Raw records
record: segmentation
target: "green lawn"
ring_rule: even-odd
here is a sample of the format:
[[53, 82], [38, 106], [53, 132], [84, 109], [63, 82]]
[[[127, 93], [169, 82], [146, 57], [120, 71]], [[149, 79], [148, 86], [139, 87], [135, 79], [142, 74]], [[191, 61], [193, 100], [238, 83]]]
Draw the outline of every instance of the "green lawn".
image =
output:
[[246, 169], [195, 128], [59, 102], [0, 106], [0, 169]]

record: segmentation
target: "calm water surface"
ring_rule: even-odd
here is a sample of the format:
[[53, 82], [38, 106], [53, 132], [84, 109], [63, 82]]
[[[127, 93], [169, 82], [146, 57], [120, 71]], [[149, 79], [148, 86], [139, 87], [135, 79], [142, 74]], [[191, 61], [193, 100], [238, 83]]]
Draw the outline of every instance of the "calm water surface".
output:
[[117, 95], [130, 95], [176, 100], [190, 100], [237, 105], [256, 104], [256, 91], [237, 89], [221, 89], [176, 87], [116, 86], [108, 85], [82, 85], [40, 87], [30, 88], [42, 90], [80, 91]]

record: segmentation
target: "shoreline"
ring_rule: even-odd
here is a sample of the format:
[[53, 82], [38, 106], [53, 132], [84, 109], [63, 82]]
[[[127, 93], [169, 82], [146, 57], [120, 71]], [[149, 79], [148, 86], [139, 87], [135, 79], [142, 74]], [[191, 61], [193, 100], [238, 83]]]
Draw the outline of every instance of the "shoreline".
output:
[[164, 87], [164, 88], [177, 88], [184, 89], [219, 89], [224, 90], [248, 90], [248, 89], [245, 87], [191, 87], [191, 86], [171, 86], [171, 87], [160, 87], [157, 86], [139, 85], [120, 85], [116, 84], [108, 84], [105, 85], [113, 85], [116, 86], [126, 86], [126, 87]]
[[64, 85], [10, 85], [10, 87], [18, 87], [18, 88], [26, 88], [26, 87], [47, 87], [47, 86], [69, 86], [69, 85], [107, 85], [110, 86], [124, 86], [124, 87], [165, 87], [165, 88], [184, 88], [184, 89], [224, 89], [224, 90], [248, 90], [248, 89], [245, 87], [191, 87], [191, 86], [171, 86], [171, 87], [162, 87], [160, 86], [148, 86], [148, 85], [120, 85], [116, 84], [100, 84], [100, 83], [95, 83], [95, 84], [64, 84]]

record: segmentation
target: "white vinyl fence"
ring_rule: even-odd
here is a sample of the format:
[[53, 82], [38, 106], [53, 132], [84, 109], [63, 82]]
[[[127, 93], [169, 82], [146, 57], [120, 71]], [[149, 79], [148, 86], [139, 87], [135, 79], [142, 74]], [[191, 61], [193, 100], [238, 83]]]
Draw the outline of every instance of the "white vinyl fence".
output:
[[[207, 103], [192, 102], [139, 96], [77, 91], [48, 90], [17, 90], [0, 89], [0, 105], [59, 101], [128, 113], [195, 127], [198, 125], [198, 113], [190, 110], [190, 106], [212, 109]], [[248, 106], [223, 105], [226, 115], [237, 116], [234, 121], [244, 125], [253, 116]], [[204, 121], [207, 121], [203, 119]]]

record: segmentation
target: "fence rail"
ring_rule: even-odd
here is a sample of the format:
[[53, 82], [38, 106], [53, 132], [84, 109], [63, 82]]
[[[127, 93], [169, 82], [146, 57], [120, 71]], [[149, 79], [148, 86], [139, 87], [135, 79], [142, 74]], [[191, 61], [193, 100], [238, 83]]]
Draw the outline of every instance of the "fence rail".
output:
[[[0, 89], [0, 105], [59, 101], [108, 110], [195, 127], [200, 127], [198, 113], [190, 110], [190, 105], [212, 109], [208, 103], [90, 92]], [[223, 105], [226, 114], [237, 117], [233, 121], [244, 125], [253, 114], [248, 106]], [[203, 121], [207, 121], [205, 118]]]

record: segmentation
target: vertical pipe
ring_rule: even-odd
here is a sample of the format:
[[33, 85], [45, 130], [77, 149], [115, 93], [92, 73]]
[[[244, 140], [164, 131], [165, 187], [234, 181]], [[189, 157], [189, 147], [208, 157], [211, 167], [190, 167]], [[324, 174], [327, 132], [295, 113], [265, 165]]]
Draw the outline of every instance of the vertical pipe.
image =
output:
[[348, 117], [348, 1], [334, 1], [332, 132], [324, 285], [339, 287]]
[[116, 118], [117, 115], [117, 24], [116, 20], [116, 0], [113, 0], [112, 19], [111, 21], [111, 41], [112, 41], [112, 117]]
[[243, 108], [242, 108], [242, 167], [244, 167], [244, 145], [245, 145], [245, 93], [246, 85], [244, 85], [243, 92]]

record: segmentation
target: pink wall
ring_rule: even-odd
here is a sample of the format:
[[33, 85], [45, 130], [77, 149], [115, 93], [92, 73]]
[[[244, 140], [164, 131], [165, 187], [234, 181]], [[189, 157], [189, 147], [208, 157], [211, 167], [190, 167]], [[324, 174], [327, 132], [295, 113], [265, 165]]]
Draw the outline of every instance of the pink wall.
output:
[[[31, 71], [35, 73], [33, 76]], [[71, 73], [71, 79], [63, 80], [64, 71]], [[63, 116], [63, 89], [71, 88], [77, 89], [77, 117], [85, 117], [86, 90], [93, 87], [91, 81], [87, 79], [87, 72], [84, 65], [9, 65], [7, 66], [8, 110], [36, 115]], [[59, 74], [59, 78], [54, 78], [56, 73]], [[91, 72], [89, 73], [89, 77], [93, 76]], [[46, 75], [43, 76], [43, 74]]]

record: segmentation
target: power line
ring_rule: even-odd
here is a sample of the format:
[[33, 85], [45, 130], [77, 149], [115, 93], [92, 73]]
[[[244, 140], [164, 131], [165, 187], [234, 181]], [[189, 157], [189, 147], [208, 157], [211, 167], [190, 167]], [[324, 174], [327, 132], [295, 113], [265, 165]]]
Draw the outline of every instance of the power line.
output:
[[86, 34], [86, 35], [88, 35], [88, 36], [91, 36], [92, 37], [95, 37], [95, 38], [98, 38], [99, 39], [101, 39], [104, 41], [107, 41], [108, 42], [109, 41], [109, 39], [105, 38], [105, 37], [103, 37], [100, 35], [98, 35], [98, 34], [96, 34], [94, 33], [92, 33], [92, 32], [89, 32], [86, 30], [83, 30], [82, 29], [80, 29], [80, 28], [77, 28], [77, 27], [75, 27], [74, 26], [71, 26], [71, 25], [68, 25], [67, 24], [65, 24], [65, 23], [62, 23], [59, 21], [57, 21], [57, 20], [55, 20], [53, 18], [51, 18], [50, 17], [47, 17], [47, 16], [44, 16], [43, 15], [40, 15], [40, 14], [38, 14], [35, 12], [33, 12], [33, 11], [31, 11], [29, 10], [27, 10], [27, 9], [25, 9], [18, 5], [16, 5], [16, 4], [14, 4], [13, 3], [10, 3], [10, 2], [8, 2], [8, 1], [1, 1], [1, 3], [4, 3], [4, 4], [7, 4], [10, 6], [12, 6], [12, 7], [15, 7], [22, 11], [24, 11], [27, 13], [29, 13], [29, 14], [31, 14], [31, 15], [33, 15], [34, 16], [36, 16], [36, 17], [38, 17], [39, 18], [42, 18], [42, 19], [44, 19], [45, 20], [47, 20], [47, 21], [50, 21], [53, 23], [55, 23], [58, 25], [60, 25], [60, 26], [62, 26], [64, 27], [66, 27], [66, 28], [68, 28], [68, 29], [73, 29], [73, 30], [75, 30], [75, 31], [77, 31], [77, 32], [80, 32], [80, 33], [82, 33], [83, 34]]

▸ **WHAT THE EXERCISE ASKS**
Your task is to repeat each line of the material exactly.

▸ **THE COMPLETED TASK**
record: segmentation
target: "green lawn"
ring_rule: even-odd
here is a sample of the format:
[[53, 82], [38, 106], [53, 132], [84, 109], [63, 82]]
[[[127, 93], [169, 82], [146, 57], [120, 71]], [[149, 79], [148, 86], [139, 87], [135, 79], [142, 74]], [[191, 61], [193, 100], [238, 83]]]
Draw the outline of every instance of the "green lawn".
image =
output:
[[246, 169], [195, 128], [59, 102], [0, 106], [0, 169]]

record: segmentation
target: "calm water surface"
ring_rule: even-odd
here is a sample of the format:
[[53, 82], [38, 106], [53, 132], [84, 109], [63, 82]]
[[[127, 93], [169, 82], [146, 57], [120, 71]], [[149, 79], [148, 86], [139, 87], [135, 79], [142, 74]], [[191, 61], [193, 100], [238, 83]]]
Draw the outline of every instance of the "calm water surface".
output:
[[117, 95], [130, 95], [176, 100], [190, 100], [237, 105], [256, 104], [256, 91], [237, 89], [221, 89], [176, 87], [116, 86], [108, 85], [82, 85], [40, 87], [30, 88], [42, 90], [80, 91]]

record: segmentation
target: "shoreline"
ring_rule: even-odd
here is a sample of the format:
[[53, 82], [38, 106], [53, 132], [84, 109], [63, 82]]
[[[127, 93], [169, 82], [146, 57], [120, 71]], [[149, 79], [148, 86], [139, 87], [135, 79], [142, 74]], [[191, 61], [193, 100], [238, 83]]]
Draw the outline of every instance of the "shoreline".
output:
[[164, 87], [164, 88], [177, 88], [184, 89], [219, 89], [224, 90], [248, 90], [248, 89], [245, 87], [191, 87], [191, 86], [171, 86], [171, 87], [160, 87], [157, 86], [139, 85], [120, 85], [116, 84], [108, 84], [105, 85], [113, 85], [116, 86], [126, 86], [126, 87]]
[[64, 85], [10, 85], [10, 87], [18, 87], [18, 88], [26, 88], [26, 87], [47, 87], [47, 86], [69, 86], [69, 85], [107, 85], [110, 86], [124, 86], [124, 87], [165, 87], [165, 88], [184, 88], [184, 89], [224, 89], [224, 90], [248, 90], [248, 89], [245, 87], [191, 87], [191, 86], [171, 86], [171, 87], [162, 87], [160, 86], [148, 86], [148, 85], [120, 85], [116, 84], [100, 84], [100, 83], [95, 83], [95, 84], [64, 84]]

record: segmentation
target: "white vinyl fence"
ring_rule: even-odd
here is a sample of the format:
[[53, 82], [38, 106], [53, 132], [84, 109], [63, 82]]
[[[127, 93], [169, 82], [146, 57], [120, 71]], [[149, 79], [148, 86], [139, 87], [135, 79], [142, 74]], [[191, 61], [193, 100], [238, 83]]]
Draw the outline of every instance of the "white vinyl fence".
output:
[[[207, 103], [192, 102], [139, 96], [77, 91], [48, 90], [17, 90], [0, 89], [0, 105], [59, 101], [128, 113], [195, 127], [198, 125], [198, 113], [190, 110], [190, 106], [212, 109]], [[248, 106], [223, 105], [226, 115], [237, 116], [234, 121], [244, 125], [253, 116]], [[204, 121], [207, 121], [203, 119]]]

record: segmentation
target: "fence rail"
ring_rule: even-odd
here is a sample of the format:
[[53, 82], [38, 106], [53, 132], [84, 109], [63, 82]]
[[[127, 93], [169, 82], [146, 57], [120, 71]], [[149, 79], [148, 86], [139, 87], [135, 79], [142, 74]], [[191, 61], [193, 100], [238, 83]]]
Draw the outline of every instance of the "fence rail".
output:
[[[0, 89], [0, 105], [59, 101], [108, 110], [195, 127], [200, 127], [198, 113], [190, 110], [190, 105], [212, 109], [208, 103], [90, 92]], [[223, 105], [226, 114], [237, 117], [233, 121], [244, 125], [253, 114], [248, 106]], [[203, 121], [207, 121], [205, 118]]]

record: segmentation
target: vertical pipe
ring_rule: even-odd
here is a sample of the format:
[[33, 85], [45, 130], [77, 149], [115, 93], [92, 73]]
[[[244, 140], [164, 131], [165, 187], [234, 181]], [[189, 157], [189, 147], [208, 157], [211, 167], [190, 167]], [[324, 174], [327, 132], [295, 113], [265, 165]]]
Draw the outline of every instance of the vertical pipe.
image =
output:
[[348, 117], [348, 1], [334, 1], [332, 132], [324, 285], [339, 287]]
[[116, 118], [117, 115], [117, 24], [116, 20], [116, 0], [113, 0], [112, 19], [111, 21], [111, 41], [112, 41], [112, 117]]
[[243, 108], [242, 108], [242, 167], [244, 167], [244, 145], [245, 145], [245, 93], [246, 85], [244, 85], [243, 92]]

record: segmentation
target: pink wall
ring_rule: even-odd
here is a sample of the format:
[[33, 85], [45, 130], [77, 149], [115, 93], [92, 73]]
[[[244, 140], [164, 131], [165, 187], [234, 181]], [[189, 157], [189, 147], [208, 157], [211, 167], [190, 167]], [[324, 174], [327, 132], [295, 113], [265, 165]]]
Draw the outline of every instance of the pink wall.
output:
[[[31, 71], [35, 73], [33, 76]], [[71, 73], [71, 79], [63, 80], [64, 71]], [[63, 116], [63, 89], [71, 88], [77, 89], [77, 117], [85, 117], [86, 90], [93, 87], [91, 81], [87, 79], [87, 72], [84, 65], [9, 65], [7, 66], [8, 110], [36, 115]], [[59, 74], [59, 78], [54, 78], [56, 73]], [[91, 72], [89, 73], [89, 77], [93, 76]], [[46, 75], [43, 76], [43, 74]]]

record: segmentation
target: power line
ring_rule: even-odd
here is a sample of the format:
[[33, 85], [45, 130], [77, 149], [115, 93], [92, 73]]
[[[244, 140], [164, 131], [165, 187], [234, 181]], [[189, 157], [189, 147], [208, 157], [211, 167], [190, 167]], [[324, 174], [327, 132], [295, 113], [265, 165]]]
Draw the outline of every instance of the power line.
output:
[[86, 34], [86, 35], [88, 35], [88, 36], [91, 36], [92, 37], [95, 37], [95, 38], [98, 38], [99, 39], [101, 39], [104, 41], [107, 41], [108, 42], [109, 41], [109, 39], [105, 38], [105, 37], [103, 37], [100, 35], [98, 35], [98, 34], [96, 34], [94, 33], [92, 33], [92, 32], [89, 32], [86, 30], [83, 30], [82, 29], [80, 29], [80, 28], [77, 28], [77, 27], [75, 27], [74, 26], [71, 26], [71, 25], [68, 25], [67, 24], [65, 24], [65, 23], [62, 23], [59, 21], [57, 21], [57, 20], [55, 20], [53, 18], [51, 18], [50, 17], [47, 17], [47, 16], [44, 16], [43, 15], [40, 15], [40, 14], [38, 14], [35, 12], [33, 12], [33, 11], [31, 11], [29, 10], [27, 10], [27, 9], [25, 9], [18, 5], [16, 5], [16, 4], [14, 4], [13, 3], [10, 3], [10, 2], [8, 2], [8, 1], [1, 1], [1, 3], [4, 3], [4, 4], [7, 4], [10, 6], [12, 6], [12, 7], [15, 7], [22, 11], [24, 11], [27, 13], [29, 13], [29, 14], [31, 14], [31, 15], [33, 15], [34, 16], [36, 16], [36, 17], [38, 17], [39, 18], [42, 18], [42, 19], [44, 19], [45, 20], [47, 20], [47, 21], [50, 21], [53, 23], [55, 23], [58, 25], [60, 25], [60, 26], [62, 26], [64, 27], [66, 27], [66, 28], [68, 28], [68, 29], [73, 29], [73, 30], [75, 30], [75, 31], [77, 31], [77, 32], [80, 32], [80, 33], [82, 33], [83, 34]]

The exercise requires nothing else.